VOGONS


First post, by 386SX

User metadata
Rank l33t
Rank
l33t

Hi,

I am trying a KT600 board with a Barton 3200+, 1GB DDR400, a SATA SSD disk and a Radeon 7200 cause I've no AGP8x board right now. I have already tried Win ME and obviously it's as fast as never seen but I was wondering how fast this system could run with Ubuntu and forced to go for Lubuntu cause missing a good PS 2.0 card, I can say I'm really really impressed how fast it still run with Firefox and in general usage.

Do you think a P4 would run faster? What is you experience with P4 with modern os?

Thank

Reply 1 of 56, by Standard Def Steve

User metadata
Rank Oldbie
Rank
Oldbie

Don't have any experience with Lubuntu, but I can say that in Windows 7 my P4 640 (3.2GHz w/ HT) does feel quite a bit faster than my Barton 2800+.

My S939 A64 3700+ is also much faster than the Barton in Windows 7. For Athlon XP, I wouldn't go any newer than an XP-era OS.

94 MHz NEC VR4300 | SGI Reality CoPro | 8MB RDRAM | Each game gets its own SSD - nooice!

Reply 2 of 56, by 386SX

User metadata
Rank l33t
Rank
l33t
Standard Def Steve wrote:

Don't have any experience with Lubuntu, but I can say that in Windows 7 my P4 640 (3.2GHz w/ HT) does feel quite a bit faster than my Barton 2800+.

My S939 A64 3700+ is also much faster than the Barton in Windows 7. For Athlon XP, I wouldn't go any newer than an XP-era OS.

Thank. As usual the thing that impress me everytime is the SSD boost that basically help everything here. The KT600 chipset has native sata and I'm impressed how good this chipset was.
For the A64 I only had experience with the 3500+ back in the XP time and I remember being faster but not so fast I was expecting in those days.

Reply 3 of 56, by swaaye

User metadata
Rank l33t++
Rank
l33t++

I've had the displeasure of using a 2.6 GHz P4 + Radeon 9600 + 2GB RAM on Windows 7 recently and I recycled that machine. 😀 Almost anything you do on a heavy modern OS will max out the P4 for extended periods of time. Windows Updates can take ages.
————
Resume the forum thread about running modern operating systems on Athlon XP and Pentium 4 machines, picking up right after its final sentence.

### INFORMATION SHOWN:
————
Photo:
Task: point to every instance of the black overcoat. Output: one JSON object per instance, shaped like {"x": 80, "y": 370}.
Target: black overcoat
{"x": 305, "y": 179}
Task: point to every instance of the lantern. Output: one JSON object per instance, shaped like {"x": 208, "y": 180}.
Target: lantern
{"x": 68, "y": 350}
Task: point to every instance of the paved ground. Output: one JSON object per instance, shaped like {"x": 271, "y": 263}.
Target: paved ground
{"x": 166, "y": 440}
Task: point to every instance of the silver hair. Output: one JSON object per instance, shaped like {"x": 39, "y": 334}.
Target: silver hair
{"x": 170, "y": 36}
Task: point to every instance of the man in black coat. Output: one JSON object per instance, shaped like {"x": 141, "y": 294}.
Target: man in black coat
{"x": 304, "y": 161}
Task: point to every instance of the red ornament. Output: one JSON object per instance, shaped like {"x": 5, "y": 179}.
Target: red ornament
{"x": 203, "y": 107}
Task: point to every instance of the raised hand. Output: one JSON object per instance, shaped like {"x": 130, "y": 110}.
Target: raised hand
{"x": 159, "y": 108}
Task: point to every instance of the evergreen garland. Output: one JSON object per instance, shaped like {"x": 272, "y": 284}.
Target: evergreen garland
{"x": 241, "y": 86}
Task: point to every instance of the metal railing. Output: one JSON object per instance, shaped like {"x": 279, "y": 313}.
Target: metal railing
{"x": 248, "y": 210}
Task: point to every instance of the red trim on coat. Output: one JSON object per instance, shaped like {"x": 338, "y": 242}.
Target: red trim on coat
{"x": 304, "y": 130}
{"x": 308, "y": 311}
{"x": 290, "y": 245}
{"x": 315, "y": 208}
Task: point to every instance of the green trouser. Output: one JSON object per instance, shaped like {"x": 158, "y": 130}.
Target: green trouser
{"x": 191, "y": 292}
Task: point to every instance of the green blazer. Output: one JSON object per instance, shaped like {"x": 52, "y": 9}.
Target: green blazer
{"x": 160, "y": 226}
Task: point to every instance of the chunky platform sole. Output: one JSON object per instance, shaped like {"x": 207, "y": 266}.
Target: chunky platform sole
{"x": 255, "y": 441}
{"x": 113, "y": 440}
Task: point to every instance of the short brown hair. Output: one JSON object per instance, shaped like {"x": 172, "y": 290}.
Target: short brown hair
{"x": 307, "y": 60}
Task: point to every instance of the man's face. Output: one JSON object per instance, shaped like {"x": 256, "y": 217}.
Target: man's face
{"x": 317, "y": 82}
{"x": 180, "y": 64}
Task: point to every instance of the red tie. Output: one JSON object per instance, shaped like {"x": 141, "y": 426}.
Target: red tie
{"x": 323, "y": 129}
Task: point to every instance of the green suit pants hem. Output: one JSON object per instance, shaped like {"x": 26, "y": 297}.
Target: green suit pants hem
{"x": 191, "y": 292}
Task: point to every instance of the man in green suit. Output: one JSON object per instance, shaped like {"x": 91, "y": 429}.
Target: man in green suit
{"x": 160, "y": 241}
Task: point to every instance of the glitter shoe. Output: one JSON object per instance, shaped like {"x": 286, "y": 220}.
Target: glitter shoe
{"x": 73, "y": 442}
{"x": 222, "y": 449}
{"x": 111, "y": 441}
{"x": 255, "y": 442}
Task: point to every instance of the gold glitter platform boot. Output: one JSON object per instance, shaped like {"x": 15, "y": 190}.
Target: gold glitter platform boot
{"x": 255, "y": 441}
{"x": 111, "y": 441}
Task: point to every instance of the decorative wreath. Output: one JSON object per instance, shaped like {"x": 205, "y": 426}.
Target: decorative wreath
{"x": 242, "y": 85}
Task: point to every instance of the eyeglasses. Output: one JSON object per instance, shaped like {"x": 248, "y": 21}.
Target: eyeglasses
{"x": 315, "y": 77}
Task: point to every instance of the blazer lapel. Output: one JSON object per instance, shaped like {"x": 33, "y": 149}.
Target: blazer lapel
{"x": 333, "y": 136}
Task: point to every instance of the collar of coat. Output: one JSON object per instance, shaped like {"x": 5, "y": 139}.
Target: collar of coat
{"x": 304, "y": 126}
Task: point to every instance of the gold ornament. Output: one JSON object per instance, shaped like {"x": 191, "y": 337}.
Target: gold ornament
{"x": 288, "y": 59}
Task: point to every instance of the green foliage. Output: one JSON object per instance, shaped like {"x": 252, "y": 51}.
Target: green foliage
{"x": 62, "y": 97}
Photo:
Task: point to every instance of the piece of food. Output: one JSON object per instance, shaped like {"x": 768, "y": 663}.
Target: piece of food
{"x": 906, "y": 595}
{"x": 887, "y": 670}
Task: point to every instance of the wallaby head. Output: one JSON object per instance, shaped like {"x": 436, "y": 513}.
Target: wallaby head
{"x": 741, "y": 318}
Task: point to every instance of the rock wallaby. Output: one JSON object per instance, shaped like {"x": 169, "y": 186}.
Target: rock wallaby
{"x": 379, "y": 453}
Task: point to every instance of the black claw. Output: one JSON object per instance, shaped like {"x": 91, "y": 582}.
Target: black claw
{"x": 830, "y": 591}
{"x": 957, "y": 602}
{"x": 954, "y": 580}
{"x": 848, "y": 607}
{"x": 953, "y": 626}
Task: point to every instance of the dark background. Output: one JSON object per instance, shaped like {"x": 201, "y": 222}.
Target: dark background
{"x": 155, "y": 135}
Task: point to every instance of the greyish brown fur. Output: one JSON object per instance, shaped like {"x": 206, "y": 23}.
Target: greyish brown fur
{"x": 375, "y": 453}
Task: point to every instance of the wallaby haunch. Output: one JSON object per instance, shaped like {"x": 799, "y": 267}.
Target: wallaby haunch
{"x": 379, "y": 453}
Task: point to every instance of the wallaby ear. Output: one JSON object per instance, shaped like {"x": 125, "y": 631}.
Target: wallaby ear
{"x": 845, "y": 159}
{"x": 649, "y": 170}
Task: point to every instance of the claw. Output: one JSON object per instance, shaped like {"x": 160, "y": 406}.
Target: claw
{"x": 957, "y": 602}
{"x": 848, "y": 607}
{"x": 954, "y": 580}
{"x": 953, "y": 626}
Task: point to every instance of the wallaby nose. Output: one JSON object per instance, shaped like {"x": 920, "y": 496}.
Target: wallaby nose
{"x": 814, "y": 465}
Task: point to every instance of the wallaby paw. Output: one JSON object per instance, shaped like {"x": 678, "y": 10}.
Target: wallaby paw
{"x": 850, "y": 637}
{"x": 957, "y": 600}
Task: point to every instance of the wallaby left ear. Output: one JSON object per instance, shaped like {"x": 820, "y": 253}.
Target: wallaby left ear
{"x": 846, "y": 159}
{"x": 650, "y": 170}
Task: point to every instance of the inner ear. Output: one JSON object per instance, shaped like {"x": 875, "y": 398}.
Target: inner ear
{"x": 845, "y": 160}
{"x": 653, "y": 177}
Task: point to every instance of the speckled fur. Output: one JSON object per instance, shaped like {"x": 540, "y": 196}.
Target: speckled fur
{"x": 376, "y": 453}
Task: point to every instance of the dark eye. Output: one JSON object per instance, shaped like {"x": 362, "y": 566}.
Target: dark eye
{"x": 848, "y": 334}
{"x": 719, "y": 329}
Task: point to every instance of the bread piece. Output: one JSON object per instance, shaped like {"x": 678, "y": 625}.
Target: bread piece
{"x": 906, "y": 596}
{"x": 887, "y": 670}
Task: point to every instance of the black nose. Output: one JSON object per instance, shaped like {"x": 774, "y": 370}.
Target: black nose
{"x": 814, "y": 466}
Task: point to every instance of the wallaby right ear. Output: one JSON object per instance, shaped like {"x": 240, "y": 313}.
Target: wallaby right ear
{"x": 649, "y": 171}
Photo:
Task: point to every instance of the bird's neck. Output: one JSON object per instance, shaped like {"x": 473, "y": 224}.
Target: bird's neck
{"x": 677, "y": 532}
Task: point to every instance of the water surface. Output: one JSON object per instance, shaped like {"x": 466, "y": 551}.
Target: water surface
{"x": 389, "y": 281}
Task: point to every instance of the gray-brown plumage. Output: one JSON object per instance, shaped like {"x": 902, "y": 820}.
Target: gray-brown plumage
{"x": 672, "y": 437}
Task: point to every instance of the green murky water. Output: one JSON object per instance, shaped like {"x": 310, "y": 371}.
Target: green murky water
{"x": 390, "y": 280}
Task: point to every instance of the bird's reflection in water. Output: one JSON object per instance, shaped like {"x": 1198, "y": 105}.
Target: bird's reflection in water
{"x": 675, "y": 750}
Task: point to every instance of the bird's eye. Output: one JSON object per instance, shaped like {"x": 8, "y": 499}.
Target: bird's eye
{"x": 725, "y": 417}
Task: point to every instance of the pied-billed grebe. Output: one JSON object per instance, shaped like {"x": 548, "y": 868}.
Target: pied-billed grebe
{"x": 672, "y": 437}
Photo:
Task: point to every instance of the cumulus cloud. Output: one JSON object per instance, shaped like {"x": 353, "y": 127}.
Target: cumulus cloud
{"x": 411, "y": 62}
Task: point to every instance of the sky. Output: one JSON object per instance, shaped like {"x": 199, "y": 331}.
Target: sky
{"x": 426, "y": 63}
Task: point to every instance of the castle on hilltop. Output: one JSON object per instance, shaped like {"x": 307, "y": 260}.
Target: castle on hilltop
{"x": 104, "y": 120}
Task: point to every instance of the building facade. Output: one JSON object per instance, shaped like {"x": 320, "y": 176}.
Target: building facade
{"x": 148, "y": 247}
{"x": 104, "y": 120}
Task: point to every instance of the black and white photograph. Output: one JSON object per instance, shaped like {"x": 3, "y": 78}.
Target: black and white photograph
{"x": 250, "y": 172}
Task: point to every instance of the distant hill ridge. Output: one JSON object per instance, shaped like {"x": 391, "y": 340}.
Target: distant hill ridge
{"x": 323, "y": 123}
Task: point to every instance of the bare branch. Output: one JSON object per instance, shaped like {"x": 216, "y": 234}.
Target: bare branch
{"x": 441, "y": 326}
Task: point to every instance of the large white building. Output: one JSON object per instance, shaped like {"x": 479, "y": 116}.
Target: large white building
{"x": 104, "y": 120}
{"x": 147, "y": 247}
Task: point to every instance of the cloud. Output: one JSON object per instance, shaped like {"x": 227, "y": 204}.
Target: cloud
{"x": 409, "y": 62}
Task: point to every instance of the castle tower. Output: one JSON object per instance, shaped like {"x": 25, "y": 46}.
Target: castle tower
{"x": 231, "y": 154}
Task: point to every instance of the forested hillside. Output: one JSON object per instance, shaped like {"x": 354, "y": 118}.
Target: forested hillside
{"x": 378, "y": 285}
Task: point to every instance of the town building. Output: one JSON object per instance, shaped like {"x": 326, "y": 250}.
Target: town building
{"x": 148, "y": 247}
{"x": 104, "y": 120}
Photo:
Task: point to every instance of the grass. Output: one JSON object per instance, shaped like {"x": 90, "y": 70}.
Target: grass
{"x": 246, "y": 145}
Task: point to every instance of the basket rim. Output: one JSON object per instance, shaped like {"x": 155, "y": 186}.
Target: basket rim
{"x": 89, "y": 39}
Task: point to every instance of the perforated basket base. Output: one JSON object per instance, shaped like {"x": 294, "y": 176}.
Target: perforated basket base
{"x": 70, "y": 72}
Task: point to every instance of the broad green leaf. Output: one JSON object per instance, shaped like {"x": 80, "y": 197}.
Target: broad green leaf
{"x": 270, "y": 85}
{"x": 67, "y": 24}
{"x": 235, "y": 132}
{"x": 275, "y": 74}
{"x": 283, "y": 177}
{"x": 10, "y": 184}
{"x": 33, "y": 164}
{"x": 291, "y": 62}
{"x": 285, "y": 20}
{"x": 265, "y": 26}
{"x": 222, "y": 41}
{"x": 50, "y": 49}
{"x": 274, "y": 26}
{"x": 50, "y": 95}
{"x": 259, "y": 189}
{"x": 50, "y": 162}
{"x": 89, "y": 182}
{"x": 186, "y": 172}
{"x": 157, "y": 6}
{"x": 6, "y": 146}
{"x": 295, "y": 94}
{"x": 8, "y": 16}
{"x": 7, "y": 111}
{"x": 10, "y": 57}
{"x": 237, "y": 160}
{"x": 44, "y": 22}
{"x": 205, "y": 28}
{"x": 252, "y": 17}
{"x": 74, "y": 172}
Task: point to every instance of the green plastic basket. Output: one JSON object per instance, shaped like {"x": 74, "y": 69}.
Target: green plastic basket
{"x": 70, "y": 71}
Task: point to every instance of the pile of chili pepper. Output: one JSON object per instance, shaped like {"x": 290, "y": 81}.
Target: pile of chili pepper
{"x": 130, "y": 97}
————
### RESPONSE TO THE TASK:
BTW, with Athlons of any sort you are better off with a Nvidia chipset than VIA. You'll get better performance all around. GUI performance in XP is especially bad.

Reply 4 of 56, by 386SX

User metadata
Rank l33t
Rank
l33t

Interesting, I didn't know that. I always thought KT600 was one of if not the most advanced Socket 462 chipset. In my case I wanted to try a SATA native one cause I had too many problems with external solutions. I hope to find a Geforce 7x00 AGP to test this system to its limits.

Reply 5 of 56, by swaaye

User metadata
Rank l33t++
Rank
l33t++
386SX wrote:
swaaye wrote:

Well I can tell you that if you use XP, a VIA chipset will feel slower than nForce because there's lower GUI performance on VIA for some reason. This affects Athlon and Athlon 64.

Windows 7 might get around this because you will be using the 3D hardware of the GPU. Assuming you have a WDDM card that can handle Aero.

Interesting, I didn't know that. I always thought KT600 was one of if not the most advanced Socket 462 chipset. In my case I wanted to try a SATA native one cause I had too many problems with external solutions. I hope to find a Geforce 7x00 AGP to test this system to its limits.

I've used VIA KT880 and it is still dogged. So is the K8T800 for Athlon 64. nForce2 stomps both of them in GUI performance and possibly other areas (disk IO?)

Reply 6 of 56, by 386SX

User metadata
Rank l33t
Rank
l33t
swaaye wrote:
386SX wrote:
swaaye wrote:

Well I can tell you that if you use XP, a VIA chipset will feel slower than nForce because there's lower GUI performance on VIA for some reason. This affects Athlon and Athlon 64.

Windows 7 might get around this because you will be using the 3D hardware of the GPU. Assuming you have a WDDM card that can handle Aero.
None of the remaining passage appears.